**Problem to solve:**
Transcribe precisely those lines of the listing that fall between the line containing "Where can the sidewalk" and the last line, inclusive of both.

Entries from a dataset
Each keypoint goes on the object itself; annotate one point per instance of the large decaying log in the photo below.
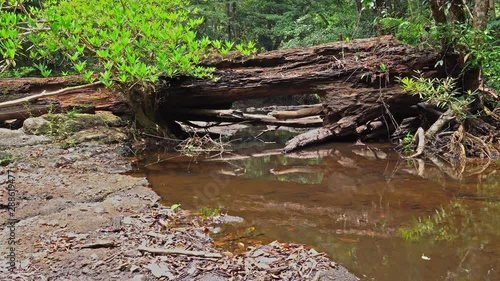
(356, 81)
(23, 97)
(229, 115)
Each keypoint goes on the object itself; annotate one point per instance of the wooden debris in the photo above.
(179, 252)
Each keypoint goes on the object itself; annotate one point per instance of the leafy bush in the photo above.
(113, 41)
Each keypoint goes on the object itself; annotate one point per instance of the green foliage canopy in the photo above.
(123, 41)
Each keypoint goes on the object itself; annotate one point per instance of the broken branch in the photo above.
(179, 252)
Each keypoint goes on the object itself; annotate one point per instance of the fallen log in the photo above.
(30, 97)
(356, 82)
(298, 113)
(228, 115)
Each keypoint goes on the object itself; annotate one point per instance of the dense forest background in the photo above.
(286, 24)
(468, 27)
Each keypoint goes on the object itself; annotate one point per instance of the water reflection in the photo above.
(352, 202)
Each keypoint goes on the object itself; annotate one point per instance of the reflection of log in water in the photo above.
(297, 169)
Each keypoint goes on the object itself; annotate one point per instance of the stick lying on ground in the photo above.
(179, 252)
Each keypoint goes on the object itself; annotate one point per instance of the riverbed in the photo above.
(379, 215)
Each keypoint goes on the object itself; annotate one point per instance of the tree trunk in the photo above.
(355, 80)
(86, 99)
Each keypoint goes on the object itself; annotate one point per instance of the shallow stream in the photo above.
(382, 217)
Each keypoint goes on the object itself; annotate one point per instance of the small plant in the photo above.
(441, 92)
(68, 144)
(408, 143)
(174, 207)
(73, 112)
(5, 159)
(209, 212)
(43, 69)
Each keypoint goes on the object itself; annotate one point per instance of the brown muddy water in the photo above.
(381, 217)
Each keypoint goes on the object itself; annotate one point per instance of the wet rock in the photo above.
(101, 134)
(36, 126)
(18, 138)
(221, 219)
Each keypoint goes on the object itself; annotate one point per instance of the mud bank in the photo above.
(68, 212)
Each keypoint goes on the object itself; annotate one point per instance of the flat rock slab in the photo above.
(78, 217)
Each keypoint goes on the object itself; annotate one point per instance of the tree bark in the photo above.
(355, 80)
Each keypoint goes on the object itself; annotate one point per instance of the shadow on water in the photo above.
(382, 217)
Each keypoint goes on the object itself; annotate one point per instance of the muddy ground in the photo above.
(79, 216)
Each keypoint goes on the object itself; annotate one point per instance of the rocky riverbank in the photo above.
(78, 216)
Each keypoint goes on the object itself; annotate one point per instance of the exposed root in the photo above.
(420, 136)
(196, 145)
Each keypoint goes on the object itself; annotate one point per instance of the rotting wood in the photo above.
(229, 115)
(46, 94)
(163, 251)
(24, 112)
(86, 99)
(347, 76)
(297, 113)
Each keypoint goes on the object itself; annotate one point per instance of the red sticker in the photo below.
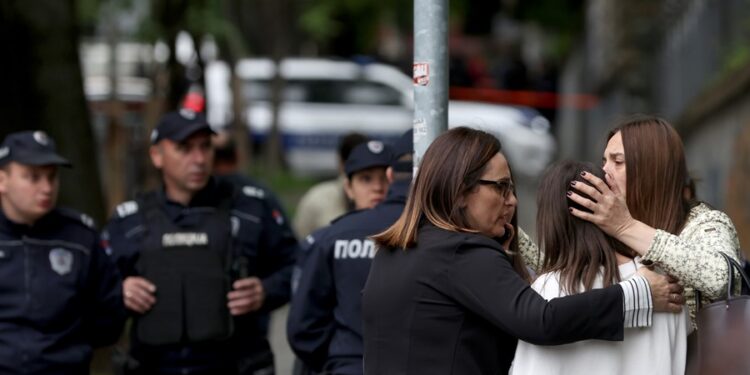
(421, 74)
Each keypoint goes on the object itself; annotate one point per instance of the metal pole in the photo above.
(430, 74)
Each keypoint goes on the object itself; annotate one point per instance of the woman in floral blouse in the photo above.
(647, 204)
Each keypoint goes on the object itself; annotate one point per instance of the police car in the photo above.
(324, 99)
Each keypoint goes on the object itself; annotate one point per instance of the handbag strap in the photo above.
(732, 266)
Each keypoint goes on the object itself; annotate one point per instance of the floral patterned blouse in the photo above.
(692, 256)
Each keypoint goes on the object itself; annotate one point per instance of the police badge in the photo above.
(61, 261)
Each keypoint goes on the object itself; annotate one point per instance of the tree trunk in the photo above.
(45, 91)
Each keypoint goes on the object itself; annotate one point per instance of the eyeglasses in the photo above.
(503, 186)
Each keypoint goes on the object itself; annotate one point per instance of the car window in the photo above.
(326, 91)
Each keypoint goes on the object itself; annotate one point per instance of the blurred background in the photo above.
(288, 77)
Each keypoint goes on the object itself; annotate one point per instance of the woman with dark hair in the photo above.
(647, 204)
(447, 292)
(579, 257)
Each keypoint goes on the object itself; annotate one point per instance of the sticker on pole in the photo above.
(420, 129)
(421, 74)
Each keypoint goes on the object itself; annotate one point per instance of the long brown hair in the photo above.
(575, 248)
(450, 169)
(656, 172)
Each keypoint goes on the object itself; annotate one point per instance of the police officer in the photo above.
(204, 262)
(61, 294)
(324, 327)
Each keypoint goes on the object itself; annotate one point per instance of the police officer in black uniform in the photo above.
(61, 294)
(204, 261)
(324, 327)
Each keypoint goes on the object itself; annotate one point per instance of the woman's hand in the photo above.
(666, 293)
(609, 211)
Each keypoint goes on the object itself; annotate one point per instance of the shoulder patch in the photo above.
(252, 191)
(87, 220)
(126, 209)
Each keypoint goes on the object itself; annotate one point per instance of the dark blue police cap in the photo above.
(368, 155)
(30, 148)
(178, 126)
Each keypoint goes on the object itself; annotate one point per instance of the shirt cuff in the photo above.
(638, 307)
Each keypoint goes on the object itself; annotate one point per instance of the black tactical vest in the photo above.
(190, 268)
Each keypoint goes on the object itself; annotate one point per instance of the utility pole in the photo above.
(430, 74)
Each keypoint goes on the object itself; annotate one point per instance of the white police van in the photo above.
(324, 99)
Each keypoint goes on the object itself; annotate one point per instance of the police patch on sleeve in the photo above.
(61, 260)
(252, 191)
(127, 208)
(87, 220)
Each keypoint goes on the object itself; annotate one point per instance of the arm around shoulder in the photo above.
(693, 255)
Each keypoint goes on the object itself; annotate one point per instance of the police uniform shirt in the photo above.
(260, 233)
(324, 326)
(61, 295)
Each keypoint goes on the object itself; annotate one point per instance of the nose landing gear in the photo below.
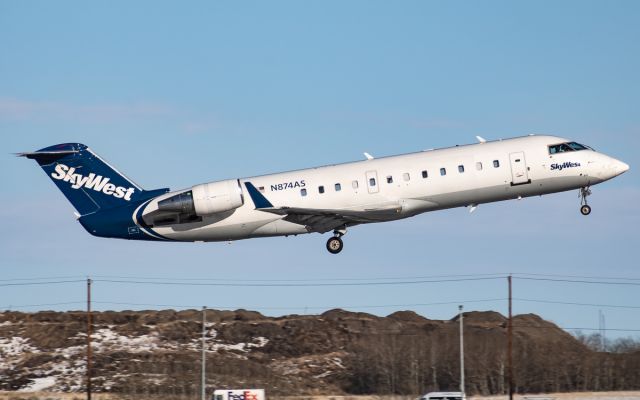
(585, 209)
(334, 244)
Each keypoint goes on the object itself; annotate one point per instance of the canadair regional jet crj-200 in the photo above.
(324, 199)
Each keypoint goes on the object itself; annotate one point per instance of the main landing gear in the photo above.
(335, 244)
(585, 209)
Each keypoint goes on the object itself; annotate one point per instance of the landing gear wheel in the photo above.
(334, 245)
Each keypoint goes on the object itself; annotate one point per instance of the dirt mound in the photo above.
(338, 352)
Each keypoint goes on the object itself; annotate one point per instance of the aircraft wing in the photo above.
(320, 219)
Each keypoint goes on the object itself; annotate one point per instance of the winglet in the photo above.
(258, 199)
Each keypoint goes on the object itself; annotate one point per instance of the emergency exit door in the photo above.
(372, 181)
(519, 171)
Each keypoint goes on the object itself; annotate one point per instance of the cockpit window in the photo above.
(566, 147)
(578, 146)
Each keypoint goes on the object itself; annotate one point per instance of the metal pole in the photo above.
(203, 383)
(461, 352)
(510, 341)
(88, 339)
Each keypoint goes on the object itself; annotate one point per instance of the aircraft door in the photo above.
(519, 173)
(372, 181)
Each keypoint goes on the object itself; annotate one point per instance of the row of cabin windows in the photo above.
(405, 176)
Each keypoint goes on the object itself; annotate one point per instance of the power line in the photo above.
(40, 278)
(578, 281)
(182, 279)
(11, 306)
(40, 283)
(577, 304)
(190, 283)
(300, 307)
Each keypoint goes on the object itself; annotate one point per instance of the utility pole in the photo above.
(461, 352)
(510, 341)
(203, 382)
(88, 338)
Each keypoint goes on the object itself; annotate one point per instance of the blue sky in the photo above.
(176, 94)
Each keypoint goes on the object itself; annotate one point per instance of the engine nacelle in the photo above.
(205, 199)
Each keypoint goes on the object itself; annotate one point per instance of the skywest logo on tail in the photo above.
(92, 181)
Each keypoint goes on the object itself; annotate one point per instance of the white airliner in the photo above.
(324, 199)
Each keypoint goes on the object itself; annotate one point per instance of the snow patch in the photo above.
(39, 384)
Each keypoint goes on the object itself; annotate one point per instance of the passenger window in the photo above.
(560, 148)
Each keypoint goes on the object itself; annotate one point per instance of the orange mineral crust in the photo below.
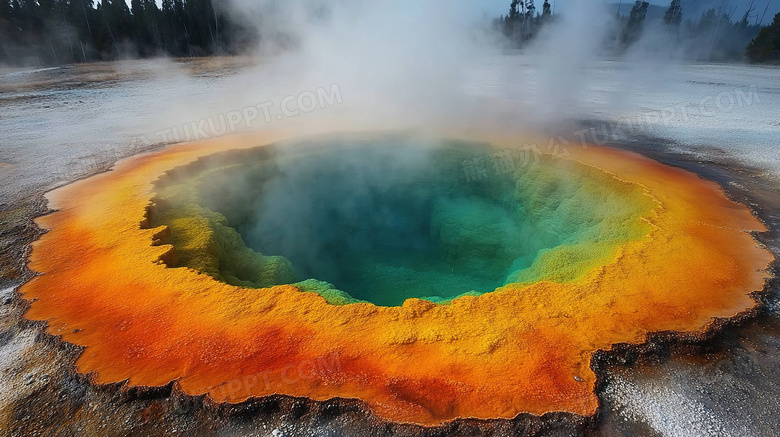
(518, 349)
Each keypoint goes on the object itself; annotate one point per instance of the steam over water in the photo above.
(64, 123)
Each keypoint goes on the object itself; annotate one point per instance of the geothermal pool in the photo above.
(385, 220)
(226, 247)
(43, 148)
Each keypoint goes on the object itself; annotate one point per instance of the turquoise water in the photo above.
(389, 219)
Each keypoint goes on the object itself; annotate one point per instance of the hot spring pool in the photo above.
(389, 218)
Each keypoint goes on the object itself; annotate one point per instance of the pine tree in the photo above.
(673, 15)
(765, 47)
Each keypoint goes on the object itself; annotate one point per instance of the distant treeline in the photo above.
(50, 32)
(41, 32)
(716, 35)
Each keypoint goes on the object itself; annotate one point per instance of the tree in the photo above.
(673, 15)
(635, 23)
(765, 47)
(546, 11)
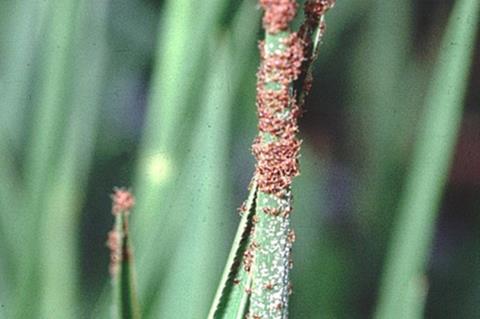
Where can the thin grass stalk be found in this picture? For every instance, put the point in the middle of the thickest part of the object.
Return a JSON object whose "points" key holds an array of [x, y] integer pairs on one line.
{"points": [[209, 152], [286, 58], [125, 302], [48, 123], [177, 76], [59, 269], [408, 254]]}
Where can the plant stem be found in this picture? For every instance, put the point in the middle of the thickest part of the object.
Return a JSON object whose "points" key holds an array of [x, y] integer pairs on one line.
{"points": [[419, 205], [121, 259], [286, 58]]}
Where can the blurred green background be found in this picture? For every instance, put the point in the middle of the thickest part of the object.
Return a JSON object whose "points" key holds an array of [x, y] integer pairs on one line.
{"points": [[160, 96]]}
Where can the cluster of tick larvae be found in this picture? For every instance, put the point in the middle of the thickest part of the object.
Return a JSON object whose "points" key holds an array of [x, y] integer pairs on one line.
{"points": [[283, 80], [276, 148], [122, 203]]}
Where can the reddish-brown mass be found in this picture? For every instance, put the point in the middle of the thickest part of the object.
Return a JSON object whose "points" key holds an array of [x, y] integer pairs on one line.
{"points": [[278, 14], [122, 201], [315, 9], [276, 148]]}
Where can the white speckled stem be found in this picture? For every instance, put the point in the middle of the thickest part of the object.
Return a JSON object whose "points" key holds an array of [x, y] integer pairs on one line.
{"points": [[270, 269]]}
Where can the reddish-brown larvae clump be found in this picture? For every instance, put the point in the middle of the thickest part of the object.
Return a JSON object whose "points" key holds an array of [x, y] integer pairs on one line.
{"points": [[123, 201], [278, 14], [276, 148], [315, 9]]}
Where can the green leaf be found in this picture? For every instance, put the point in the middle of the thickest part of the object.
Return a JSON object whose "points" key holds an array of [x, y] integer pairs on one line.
{"points": [[436, 139], [232, 294]]}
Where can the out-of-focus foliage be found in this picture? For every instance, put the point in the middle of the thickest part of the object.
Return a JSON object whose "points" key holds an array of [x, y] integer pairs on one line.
{"points": [[159, 95]]}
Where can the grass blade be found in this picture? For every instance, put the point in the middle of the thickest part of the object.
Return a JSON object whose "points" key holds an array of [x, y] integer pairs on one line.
{"points": [[408, 253], [59, 269], [231, 298]]}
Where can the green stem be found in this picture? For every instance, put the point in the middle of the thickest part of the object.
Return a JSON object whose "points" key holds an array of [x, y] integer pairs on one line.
{"points": [[419, 205]]}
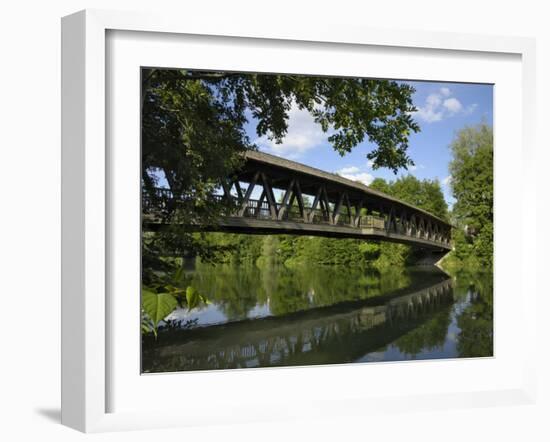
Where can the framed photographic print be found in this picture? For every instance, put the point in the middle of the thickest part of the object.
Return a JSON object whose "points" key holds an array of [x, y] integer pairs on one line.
{"points": [[291, 222]]}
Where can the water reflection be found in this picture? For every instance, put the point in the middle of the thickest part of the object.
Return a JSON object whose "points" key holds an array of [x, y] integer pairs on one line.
{"points": [[307, 316]]}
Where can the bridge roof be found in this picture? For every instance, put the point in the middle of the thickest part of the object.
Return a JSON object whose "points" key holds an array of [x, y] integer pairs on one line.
{"points": [[302, 169]]}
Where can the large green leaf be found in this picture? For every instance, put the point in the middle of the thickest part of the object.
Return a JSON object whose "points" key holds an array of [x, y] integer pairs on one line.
{"points": [[158, 305], [192, 296]]}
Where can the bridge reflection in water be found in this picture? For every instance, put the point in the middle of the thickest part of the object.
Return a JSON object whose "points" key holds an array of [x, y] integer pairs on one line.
{"points": [[341, 333]]}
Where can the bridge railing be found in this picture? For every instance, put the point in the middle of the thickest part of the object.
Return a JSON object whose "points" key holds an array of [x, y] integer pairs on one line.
{"points": [[163, 202]]}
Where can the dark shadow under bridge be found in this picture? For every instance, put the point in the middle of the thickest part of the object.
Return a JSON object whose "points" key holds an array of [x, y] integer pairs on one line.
{"points": [[314, 202]]}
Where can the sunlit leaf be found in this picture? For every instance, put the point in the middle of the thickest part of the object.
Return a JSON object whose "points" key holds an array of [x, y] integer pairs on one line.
{"points": [[192, 296], [157, 305]]}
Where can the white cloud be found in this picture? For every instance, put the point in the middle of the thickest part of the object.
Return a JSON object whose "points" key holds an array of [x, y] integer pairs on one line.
{"points": [[470, 109], [439, 105], [452, 105], [355, 174], [349, 170], [303, 134]]}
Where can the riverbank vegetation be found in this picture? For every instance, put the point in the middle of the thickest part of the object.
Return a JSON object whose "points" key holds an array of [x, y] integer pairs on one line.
{"points": [[472, 186]]}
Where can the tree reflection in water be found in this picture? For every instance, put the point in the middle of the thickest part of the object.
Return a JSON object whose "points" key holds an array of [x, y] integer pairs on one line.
{"points": [[306, 316]]}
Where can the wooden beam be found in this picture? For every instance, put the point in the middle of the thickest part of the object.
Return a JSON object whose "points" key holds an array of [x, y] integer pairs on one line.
{"points": [[314, 205], [336, 212], [348, 206], [284, 203], [358, 209], [244, 202], [270, 196], [327, 205], [300, 199], [239, 190], [260, 202]]}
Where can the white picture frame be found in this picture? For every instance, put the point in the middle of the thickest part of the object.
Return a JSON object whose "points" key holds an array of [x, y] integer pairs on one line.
{"points": [[87, 212]]}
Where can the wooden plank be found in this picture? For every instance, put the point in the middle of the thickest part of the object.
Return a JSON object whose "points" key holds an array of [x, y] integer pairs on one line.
{"points": [[336, 212], [270, 196], [314, 205], [284, 203], [300, 199], [251, 186]]}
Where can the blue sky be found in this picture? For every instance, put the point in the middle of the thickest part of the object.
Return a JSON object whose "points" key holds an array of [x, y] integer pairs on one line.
{"points": [[443, 109]]}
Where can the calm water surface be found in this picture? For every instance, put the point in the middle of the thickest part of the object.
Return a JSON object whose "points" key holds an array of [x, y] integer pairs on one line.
{"points": [[275, 316]]}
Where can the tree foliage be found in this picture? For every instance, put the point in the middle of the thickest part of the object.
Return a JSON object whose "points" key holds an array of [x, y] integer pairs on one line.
{"points": [[193, 134], [472, 185]]}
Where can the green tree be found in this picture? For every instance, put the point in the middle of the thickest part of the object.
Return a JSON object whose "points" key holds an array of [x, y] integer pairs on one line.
{"points": [[425, 194], [472, 185], [193, 134]]}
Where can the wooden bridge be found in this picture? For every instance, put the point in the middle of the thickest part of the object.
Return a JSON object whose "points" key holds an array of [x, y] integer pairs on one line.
{"points": [[339, 207], [316, 338]]}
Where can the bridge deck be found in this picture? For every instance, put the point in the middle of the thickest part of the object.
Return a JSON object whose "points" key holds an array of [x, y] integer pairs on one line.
{"points": [[339, 208]]}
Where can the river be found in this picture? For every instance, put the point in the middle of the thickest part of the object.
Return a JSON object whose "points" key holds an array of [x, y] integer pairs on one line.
{"points": [[310, 315]]}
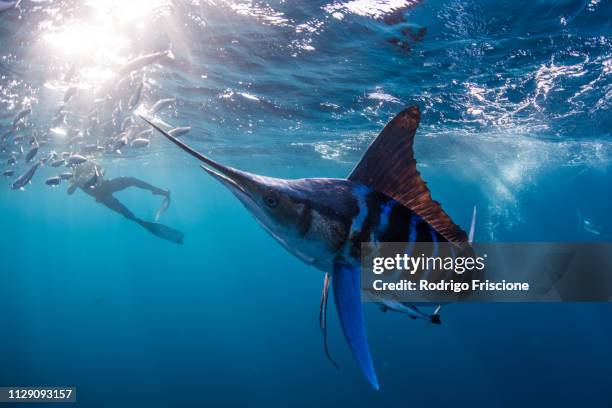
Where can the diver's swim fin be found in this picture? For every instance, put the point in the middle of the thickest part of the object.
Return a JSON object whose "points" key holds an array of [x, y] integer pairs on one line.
{"points": [[163, 231], [347, 296], [162, 208]]}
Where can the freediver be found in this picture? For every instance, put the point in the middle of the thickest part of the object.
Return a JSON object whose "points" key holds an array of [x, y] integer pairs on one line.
{"points": [[89, 178]]}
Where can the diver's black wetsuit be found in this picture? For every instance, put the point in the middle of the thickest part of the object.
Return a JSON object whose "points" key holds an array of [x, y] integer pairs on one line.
{"points": [[103, 193]]}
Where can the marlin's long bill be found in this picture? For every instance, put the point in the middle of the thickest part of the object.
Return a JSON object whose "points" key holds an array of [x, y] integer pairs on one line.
{"points": [[194, 153]]}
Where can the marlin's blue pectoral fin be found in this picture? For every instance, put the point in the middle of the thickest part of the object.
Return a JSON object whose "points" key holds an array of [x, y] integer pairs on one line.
{"points": [[346, 282]]}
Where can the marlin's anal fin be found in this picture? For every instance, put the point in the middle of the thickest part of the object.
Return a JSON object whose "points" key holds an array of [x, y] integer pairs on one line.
{"points": [[323, 317], [346, 282]]}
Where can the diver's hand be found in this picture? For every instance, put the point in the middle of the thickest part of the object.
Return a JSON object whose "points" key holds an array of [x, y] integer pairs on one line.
{"points": [[165, 193]]}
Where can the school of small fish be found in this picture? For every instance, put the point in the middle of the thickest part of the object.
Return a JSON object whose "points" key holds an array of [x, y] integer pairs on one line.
{"points": [[87, 125]]}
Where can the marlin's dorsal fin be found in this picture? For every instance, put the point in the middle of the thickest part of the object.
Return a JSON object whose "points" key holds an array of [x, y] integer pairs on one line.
{"points": [[389, 167]]}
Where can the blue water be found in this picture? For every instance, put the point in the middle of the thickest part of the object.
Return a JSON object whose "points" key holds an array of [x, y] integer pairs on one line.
{"points": [[515, 100]]}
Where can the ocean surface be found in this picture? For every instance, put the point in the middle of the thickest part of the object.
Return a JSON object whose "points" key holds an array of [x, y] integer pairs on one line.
{"points": [[515, 100]]}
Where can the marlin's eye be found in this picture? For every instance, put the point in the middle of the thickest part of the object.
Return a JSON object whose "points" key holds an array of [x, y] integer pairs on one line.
{"points": [[271, 201]]}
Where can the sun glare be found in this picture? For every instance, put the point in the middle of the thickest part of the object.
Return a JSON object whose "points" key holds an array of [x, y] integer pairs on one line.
{"points": [[99, 39]]}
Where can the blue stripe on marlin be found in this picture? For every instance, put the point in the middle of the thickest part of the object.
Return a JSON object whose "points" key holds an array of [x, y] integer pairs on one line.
{"points": [[324, 221]]}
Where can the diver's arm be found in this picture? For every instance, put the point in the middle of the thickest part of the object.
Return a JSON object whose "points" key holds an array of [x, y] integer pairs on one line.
{"points": [[121, 183]]}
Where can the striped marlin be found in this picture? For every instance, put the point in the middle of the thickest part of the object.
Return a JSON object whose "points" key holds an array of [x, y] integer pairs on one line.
{"points": [[323, 221]]}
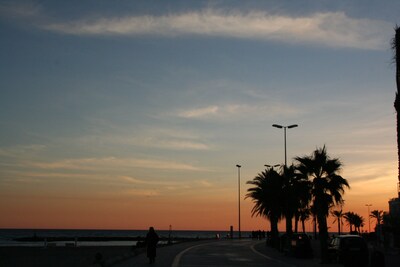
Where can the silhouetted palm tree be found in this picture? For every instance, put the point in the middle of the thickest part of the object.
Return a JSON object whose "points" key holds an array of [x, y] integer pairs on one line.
{"points": [[326, 190], [396, 48], [302, 195], [292, 191], [349, 217], [378, 216], [338, 214], [358, 222], [268, 199], [305, 214]]}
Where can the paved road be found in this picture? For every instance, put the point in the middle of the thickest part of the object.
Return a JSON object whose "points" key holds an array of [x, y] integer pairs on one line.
{"points": [[243, 252]]}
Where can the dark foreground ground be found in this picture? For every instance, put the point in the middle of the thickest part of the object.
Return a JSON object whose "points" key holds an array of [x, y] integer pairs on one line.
{"points": [[111, 256], [61, 256]]}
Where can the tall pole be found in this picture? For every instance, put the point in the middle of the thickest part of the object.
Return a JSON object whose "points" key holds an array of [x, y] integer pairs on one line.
{"points": [[238, 166], [284, 135], [369, 218]]}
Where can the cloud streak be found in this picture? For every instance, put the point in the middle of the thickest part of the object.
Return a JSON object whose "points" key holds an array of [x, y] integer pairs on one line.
{"points": [[333, 29], [94, 164]]}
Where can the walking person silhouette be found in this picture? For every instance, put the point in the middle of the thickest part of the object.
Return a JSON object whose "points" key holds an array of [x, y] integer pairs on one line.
{"points": [[151, 243]]}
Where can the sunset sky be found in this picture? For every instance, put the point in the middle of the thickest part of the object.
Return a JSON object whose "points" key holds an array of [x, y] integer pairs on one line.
{"points": [[126, 114]]}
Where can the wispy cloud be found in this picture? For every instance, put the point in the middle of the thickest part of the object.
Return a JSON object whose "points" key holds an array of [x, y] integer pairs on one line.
{"points": [[334, 29], [234, 110], [95, 164]]}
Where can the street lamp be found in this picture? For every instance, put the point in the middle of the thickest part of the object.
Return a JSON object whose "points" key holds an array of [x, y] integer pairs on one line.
{"points": [[369, 218], [284, 135], [272, 166], [238, 166]]}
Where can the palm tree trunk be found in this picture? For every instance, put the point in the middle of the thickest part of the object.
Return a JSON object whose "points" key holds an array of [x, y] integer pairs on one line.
{"points": [[274, 231], [396, 47], [323, 237]]}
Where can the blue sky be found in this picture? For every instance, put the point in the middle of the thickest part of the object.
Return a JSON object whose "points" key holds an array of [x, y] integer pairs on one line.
{"points": [[149, 99]]}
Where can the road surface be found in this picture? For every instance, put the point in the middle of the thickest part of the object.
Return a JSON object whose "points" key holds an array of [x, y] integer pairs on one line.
{"points": [[245, 252]]}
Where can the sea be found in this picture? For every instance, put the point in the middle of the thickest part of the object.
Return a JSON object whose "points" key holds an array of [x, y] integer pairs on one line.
{"points": [[71, 237]]}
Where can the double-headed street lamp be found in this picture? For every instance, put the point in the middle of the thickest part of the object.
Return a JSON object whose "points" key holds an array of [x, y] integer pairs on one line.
{"points": [[369, 218], [238, 166], [272, 166], [284, 135]]}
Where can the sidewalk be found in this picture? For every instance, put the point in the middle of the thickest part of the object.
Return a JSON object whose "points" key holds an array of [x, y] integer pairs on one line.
{"points": [[165, 255]]}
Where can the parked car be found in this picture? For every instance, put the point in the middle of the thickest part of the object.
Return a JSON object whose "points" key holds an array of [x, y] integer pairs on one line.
{"points": [[349, 250], [299, 245]]}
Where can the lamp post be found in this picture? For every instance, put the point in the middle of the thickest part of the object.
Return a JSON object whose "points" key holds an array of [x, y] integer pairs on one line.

**Written response:**
Where can the sidewalk be found in this picture? For every instance, put the point in the middle of the thickest part of the object.
Return a JSON object whose "points" key holds an array of [x, y] integer pairs on one line.
{"points": [[165, 255]]}
Where can the parked car be found in this picture? For every instance, put the point in the middle of the thickest part of the object.
Return a JSON object whose "points" key holds an array of [x, y] integer pairs on one line.
{"points": [[349, 250], [299, 245]]}
Where can the lamp post be found in this picture? For every instance, put the point in the middle of the thickest part of the object.
Return a JSON object whose "points" key holds an array of [x, y] integer pairs on one line.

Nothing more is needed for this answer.